| TASK DIRECTIONS |
Each line holding the word "woman" must appear in the answer, copied from the entries.

Segment Start: INPUT DATA

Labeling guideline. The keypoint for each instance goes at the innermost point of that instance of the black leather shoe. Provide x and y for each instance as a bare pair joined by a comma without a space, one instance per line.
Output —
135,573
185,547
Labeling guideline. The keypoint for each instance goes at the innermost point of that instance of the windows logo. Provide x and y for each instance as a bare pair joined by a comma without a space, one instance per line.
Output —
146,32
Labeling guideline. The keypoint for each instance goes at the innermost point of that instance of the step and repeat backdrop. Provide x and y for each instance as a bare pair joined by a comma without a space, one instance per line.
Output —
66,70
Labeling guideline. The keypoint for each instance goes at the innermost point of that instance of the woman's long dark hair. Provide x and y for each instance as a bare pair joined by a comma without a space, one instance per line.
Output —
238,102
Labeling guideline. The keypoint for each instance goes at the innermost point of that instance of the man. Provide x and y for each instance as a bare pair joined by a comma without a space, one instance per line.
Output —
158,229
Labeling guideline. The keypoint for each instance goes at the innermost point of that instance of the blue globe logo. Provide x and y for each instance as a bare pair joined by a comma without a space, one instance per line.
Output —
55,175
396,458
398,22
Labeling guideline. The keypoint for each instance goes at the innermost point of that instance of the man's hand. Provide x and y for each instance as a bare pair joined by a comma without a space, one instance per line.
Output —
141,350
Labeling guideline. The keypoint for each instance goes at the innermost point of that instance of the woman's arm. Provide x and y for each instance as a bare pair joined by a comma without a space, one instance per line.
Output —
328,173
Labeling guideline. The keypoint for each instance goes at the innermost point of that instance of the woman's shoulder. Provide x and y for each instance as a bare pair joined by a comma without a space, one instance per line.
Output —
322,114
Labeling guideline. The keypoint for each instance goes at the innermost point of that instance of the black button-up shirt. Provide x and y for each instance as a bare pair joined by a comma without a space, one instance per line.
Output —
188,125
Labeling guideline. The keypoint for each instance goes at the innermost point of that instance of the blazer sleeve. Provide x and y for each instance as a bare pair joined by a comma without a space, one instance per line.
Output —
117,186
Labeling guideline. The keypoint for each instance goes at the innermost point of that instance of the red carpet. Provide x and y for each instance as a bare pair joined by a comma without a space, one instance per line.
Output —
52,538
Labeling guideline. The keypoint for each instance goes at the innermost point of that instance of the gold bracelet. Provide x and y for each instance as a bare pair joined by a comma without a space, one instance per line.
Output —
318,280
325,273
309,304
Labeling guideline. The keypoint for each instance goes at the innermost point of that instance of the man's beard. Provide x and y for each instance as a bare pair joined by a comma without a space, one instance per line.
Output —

Segment End: INPUT DATA

| RESULT FOR THIS TASK |
Labeling guideline. The keypoint for each instance goes at the innermost point of that instance of the woman's long dark hair. Provide x and y for each instance as a bare pair joined by a comma without a space, one instance per line.
Labeling guideline. The keypoint for each instance goes at the innermost point of that instance of the woman's arm. Provide x and y for each instance as a bare pair joined by a comma without a space, one instance per line.
Labeling guideline. The keypoint for each instance goes at the innermost point of that instance of the woman's shoulder. Provide x and y for each instance as a bare pair joined by a comma without a space, one instance per line.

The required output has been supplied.